> _INSTRUCTIONS FOR THE TASK_: Find every line below that contains the word "tower" and copy each of those lines in full.

--- Start EXTRACTED RECORDS ---

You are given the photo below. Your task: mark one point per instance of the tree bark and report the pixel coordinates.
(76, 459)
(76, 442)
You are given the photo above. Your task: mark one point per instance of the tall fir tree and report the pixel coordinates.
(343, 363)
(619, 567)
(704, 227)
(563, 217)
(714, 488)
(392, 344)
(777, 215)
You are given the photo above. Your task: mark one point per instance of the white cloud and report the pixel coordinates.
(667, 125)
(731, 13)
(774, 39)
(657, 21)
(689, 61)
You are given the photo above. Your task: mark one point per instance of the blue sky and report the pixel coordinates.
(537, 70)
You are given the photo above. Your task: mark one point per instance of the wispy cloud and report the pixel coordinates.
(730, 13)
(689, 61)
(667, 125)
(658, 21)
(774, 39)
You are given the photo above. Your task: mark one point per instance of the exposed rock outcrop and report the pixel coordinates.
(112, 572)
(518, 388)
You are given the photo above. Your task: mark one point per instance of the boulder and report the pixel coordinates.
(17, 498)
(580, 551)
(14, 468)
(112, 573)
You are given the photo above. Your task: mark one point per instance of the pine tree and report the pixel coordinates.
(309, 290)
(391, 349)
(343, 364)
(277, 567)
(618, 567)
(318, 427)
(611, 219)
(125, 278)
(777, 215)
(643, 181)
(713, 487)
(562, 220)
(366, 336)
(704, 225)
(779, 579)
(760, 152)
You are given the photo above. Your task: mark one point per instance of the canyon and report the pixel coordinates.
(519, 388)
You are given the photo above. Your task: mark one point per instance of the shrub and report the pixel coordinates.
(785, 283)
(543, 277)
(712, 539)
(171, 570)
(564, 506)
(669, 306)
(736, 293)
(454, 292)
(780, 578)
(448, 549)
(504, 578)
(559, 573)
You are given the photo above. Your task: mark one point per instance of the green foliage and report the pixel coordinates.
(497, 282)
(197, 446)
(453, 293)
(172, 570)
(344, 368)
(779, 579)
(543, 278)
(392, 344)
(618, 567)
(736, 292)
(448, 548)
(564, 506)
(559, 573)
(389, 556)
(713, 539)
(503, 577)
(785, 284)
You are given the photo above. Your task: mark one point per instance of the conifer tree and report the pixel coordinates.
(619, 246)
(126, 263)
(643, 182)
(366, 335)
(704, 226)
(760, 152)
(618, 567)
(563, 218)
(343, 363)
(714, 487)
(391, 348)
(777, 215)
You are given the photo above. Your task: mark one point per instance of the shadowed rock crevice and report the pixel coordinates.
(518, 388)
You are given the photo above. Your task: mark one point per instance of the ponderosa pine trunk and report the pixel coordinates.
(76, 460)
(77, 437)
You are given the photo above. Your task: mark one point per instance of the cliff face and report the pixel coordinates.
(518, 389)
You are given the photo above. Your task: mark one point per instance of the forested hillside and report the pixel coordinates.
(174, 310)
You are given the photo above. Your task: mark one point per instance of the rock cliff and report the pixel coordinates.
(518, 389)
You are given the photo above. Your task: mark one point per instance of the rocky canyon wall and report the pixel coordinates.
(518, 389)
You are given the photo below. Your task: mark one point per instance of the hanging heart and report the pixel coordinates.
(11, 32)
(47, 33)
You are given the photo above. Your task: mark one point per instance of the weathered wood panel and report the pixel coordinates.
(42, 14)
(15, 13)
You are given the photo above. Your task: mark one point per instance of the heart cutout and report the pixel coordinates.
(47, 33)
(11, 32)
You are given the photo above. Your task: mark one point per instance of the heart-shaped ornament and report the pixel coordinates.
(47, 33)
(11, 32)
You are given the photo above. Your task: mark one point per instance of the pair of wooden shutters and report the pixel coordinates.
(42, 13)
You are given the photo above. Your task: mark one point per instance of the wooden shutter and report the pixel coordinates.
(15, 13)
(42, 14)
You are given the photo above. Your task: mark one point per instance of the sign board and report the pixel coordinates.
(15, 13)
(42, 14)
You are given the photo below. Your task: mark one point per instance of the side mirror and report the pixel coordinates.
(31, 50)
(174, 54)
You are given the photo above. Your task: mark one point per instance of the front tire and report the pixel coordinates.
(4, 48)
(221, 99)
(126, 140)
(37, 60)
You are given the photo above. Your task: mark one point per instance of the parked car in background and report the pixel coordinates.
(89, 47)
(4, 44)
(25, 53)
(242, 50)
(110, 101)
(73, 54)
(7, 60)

--- End EXTRACTED RECORDS ---
--- Start EXTRACTED RECORDS ---

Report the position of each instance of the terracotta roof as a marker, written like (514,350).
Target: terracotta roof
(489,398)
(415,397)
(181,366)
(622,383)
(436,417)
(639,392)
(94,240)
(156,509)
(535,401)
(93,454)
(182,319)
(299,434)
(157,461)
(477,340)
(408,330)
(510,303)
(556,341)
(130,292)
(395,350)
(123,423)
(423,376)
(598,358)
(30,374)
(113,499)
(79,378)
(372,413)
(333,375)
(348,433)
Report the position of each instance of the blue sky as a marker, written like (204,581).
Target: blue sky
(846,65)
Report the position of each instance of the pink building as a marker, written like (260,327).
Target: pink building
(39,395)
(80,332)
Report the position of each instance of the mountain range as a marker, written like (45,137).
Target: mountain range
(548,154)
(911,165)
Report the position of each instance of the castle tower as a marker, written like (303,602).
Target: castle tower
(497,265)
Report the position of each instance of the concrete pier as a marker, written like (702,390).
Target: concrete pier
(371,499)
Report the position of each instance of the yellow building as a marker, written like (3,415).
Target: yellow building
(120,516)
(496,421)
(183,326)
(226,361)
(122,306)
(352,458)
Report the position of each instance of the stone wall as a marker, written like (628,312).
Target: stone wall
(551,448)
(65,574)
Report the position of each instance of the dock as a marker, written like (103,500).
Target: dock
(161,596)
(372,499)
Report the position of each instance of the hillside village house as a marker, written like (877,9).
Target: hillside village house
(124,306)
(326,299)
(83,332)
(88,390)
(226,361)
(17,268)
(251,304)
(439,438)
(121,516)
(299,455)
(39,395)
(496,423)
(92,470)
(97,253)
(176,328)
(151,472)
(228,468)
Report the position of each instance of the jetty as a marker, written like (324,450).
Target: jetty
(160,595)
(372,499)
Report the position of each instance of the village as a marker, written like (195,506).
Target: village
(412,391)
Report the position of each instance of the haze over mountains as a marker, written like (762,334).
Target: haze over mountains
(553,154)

--- End EXTRACTED RECORDS ---

> _RESPONSE BELOW_:
Report the position of each instance of the castle tower as a marker, written like (303,602).
Target: castle tower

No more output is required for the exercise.